--- start of DOCUMENT EXTRACT ---

SUMMARY OF THE INVENTION
[0004] However, the apparatus disclosed in Japanese Patent
Laid-Open No. 2019-042732 has a problem in that in a case where a
constituent element such as the UFB generator or a pump breaks
during the production of a UFB-containing liquid, the generation of
UFBs may be intermitted during replacement, repair, or the like of
the broken element.
[0005] Thus, an object of the present invention is to provide a
UFB-containing liquid producing apparatus and a UFB-containing
liquid producing method capable of continuing supplying a
UFB-containing liquid even in a case where a part of the apparatus
malfunctions.
[0006] The present invention provides an ultrafine
bubble-containing liquid producing apparatus including: a producing
unit that generates ultrafine bubbles in a liquid supplied from a
liquid introducing unit to thereby produce an ultrafine
bubble-containing liquid containing the generated ultrafine
bubbles, and delivers the produced ultrafine bubble-containing
liquid; a liquid delivering unit that delivers the produced
ultrafine bubble-containing liquid to an outside; a buffer tank
that receives the liquid delivered from the producing unit and
delivers the received liquid to the liquid delivering unit; and a
controller that controls the delivery of the ultrafine
bubble-containing liquid from the buffer tank to the liquid
delivering unit such that, in a case where the producing unit stops
operating, the ultrafine bubble-containing liquid accumulated in
the buffer tank is delivered to the liquid delivering unit to
thereby enable the liquid delivering unit to deliver the ultrafine
bubble-containing liquid to the outside.
[0007] According to the present invention, it is possible to
continue supplying a UFB-containing liquid even in a case where a
part of the apparatus malfunctions.
[0008] Further features of the present invention will become
apparent from the following description of exemplary embodiments
with reference to the attached drawings.

--- end of DOCUMENT EXTRACT ---

◆ **TASKS**
a - In the patent summary, which unit does the buffer tank deliver the liquid it receives to?
b - Copy out every line of the records below word for word, but omit the picture.
The patent summary and the records that come after it are unrelated material.

--- start of THE INPUT ---

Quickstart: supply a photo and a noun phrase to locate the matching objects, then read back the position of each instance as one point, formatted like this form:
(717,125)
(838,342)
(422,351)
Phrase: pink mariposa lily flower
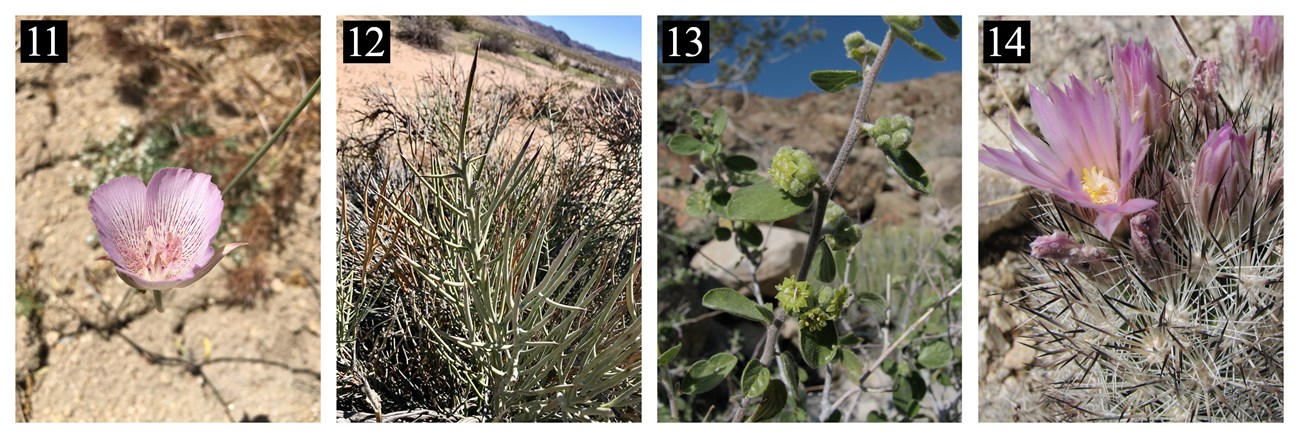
(159,237)
(1090,156)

--- end of THE INPUT ---

◆ **EXERCISE RESULTS**
a - The liquid delivering unit.

b -
Quickstart: supply a photo and a noun phrase to locate the matching objects, then read back the position of each instance as one point, formatted like this form:
(717,125)
(838,342)
(422,351)
Phrase: pink mariposa lily flower
(159,237)
(1090,156)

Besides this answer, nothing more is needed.